◆ **Instructions to follow**: Replace "even-odd" with "nonzero" in the records from the first line through the line containing "264], [536, 261]]", and output those lines with no other changes.

───── Record extracts

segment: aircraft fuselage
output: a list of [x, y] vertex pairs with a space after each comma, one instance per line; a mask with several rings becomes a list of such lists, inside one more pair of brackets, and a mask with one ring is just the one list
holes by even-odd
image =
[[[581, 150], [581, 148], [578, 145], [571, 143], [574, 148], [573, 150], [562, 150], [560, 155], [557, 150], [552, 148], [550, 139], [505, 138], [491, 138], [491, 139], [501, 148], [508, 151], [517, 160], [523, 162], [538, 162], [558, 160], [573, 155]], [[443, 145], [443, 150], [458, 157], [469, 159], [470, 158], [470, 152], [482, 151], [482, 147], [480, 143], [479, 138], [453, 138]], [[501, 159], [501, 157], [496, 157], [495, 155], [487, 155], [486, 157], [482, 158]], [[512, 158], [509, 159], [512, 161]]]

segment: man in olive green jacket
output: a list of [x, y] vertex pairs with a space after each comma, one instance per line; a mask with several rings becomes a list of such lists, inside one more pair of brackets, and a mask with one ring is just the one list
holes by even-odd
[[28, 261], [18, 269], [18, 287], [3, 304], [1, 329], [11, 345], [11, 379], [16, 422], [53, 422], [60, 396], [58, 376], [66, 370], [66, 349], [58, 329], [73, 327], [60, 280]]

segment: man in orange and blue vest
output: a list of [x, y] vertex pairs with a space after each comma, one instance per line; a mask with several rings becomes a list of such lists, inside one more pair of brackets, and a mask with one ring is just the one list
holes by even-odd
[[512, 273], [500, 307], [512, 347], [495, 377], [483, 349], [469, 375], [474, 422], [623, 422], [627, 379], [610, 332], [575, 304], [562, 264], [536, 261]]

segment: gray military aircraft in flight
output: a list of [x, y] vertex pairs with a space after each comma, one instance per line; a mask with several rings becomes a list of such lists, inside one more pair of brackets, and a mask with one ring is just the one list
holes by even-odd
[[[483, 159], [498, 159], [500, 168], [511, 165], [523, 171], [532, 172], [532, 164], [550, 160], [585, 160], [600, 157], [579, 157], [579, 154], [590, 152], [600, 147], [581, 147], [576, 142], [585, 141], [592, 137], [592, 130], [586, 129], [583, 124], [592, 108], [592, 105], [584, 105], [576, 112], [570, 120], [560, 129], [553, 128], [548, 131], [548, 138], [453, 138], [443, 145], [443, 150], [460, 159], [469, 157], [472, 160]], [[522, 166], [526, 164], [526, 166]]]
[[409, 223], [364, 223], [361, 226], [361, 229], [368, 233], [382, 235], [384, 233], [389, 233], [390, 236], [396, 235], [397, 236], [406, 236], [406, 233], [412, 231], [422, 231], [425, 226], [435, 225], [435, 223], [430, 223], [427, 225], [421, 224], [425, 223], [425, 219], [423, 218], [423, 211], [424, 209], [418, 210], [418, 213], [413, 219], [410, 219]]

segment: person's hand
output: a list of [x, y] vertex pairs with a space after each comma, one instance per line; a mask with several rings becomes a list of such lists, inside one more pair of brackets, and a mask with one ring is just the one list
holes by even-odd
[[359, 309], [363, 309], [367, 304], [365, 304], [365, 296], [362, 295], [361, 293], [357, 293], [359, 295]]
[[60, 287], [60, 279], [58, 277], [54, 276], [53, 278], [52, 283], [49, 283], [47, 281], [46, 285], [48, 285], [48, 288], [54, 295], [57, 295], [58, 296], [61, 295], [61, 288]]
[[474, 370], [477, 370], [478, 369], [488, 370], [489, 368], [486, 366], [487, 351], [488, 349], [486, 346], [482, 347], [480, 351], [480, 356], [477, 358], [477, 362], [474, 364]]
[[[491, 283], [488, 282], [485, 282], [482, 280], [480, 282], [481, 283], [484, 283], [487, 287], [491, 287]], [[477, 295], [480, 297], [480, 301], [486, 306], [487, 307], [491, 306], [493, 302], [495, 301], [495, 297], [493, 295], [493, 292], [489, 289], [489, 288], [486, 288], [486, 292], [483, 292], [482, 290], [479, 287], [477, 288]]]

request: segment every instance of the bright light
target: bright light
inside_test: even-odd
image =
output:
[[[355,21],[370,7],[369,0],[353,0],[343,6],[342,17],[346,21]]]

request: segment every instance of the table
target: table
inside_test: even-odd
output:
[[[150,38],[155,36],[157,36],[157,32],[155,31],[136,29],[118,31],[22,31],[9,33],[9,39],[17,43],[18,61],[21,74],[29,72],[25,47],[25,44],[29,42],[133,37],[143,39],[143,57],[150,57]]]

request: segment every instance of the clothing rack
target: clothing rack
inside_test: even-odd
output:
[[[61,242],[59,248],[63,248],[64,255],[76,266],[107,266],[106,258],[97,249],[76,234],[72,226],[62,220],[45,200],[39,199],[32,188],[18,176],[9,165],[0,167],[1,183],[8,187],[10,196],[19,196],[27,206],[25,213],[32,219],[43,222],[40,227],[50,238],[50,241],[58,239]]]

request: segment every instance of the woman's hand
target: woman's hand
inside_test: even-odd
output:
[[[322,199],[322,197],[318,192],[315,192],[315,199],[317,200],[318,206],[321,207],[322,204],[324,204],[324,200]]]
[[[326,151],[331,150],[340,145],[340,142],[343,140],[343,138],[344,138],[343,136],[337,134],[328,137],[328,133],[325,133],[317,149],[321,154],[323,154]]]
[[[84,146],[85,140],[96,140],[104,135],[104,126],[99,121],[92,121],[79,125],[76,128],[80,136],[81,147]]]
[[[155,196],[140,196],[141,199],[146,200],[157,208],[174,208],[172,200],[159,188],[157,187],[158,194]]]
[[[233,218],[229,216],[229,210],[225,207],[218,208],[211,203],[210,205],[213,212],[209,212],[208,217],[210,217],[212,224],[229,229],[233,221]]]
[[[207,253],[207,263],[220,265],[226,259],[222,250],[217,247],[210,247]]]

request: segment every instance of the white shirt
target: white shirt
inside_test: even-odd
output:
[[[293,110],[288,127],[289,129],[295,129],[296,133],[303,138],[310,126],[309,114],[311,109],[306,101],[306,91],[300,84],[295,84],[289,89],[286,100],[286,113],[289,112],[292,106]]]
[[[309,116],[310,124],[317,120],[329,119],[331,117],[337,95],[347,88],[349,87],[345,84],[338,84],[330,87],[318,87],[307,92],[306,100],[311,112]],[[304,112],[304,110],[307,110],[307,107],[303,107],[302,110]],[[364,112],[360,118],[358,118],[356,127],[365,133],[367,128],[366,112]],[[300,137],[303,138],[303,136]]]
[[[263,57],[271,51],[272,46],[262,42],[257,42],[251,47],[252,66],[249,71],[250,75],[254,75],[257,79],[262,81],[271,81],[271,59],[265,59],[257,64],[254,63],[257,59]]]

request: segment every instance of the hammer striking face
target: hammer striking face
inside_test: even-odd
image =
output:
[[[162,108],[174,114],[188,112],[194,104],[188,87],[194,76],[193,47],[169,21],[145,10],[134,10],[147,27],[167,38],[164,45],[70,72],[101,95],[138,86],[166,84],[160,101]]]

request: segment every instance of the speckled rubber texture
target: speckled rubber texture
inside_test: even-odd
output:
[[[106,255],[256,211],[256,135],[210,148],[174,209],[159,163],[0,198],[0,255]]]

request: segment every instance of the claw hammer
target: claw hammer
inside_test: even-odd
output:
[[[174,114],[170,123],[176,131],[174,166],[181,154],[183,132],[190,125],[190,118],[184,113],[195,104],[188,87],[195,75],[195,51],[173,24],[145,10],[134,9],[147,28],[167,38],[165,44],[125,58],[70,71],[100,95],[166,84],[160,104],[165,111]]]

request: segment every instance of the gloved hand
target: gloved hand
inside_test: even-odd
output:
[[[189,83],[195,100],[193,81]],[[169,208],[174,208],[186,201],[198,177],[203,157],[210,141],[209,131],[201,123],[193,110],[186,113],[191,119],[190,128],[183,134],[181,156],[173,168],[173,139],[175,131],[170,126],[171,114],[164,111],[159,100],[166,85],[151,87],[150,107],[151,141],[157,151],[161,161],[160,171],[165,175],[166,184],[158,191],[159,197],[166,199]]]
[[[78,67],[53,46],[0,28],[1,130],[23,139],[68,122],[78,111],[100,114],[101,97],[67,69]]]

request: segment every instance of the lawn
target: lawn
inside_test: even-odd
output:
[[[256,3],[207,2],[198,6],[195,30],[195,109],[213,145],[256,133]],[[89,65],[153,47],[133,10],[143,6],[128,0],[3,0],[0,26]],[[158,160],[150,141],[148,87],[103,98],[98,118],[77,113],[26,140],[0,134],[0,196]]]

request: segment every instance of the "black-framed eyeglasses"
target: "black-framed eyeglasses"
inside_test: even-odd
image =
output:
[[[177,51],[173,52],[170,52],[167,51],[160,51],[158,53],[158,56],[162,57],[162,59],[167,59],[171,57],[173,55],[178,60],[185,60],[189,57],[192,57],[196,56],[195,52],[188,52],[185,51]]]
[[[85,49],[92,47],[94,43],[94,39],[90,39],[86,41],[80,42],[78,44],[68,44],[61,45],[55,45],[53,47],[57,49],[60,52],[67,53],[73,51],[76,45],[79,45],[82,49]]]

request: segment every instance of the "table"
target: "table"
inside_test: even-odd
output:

──────────

◆ **Solution**:
segment: aircraft fuselage
output: a list of [x, y] vertex pairs with a space after each comma, one instance per line; a mask with several rings becomes a list of such lists, inside one more pair of brackets, and a mask with one ring is just the one list
holes by nonzero
image =
[[[581, 150], [581, 148], [578, 145], [571, 143], [574, 148], [573, 150], [562, 150], [560, 155], [557, 150], [552, 148], [550, 139], [505, 138], [491, 138], [491, 139], [501, 148], [508, 151], [517, 160], [523, 162], [538, 162], [558, 160], [573, 155]], [[443, 145], [443, 150], [458, 157], [469, 159], [470, 158], [470, 152], [482, 151], [482, 147], [480, 143], [479, 138], [453, 138]], [[501, 159], [501, 157], [496, 157], [495, 155], [487, 155], [486, 157], [482, 158]], [[512, 158], [509, 159], [512, 161]]]

segment: man in olive green jacket
output: a list of [x, y] vertex pairs with a space after each comma, one instance per line; a mask with several rings becomes a list of such lists, inside one more pair of brackets, and a mask with one ring is just the one list
holes by nonzero
[[28, 261], [18, 269], [18, 287], [3, 304], [1, 329], [11, 345], [11, 379], [16, 422], [53, 422], [60, 396], [58, 376], [66, 370], [66, 349], [58, 329], [73, 327], [60, 280]]

segment: man in orange and blue vest
output: a list of [x, y] vertex pairs with a space after each comma, one instance per line; a mask with several rings becomes a list of such lists, inside one more pair of brackets, and a mask with one ring is just the one list
holes by nonzero
[[512, 273], [500, 307], [512, 347], [495, 377], [483, 349], [469, 375], [474, 422], [623, 422], [627, 379], [610, 332], [575, 304], [562, 264], [536, 261]]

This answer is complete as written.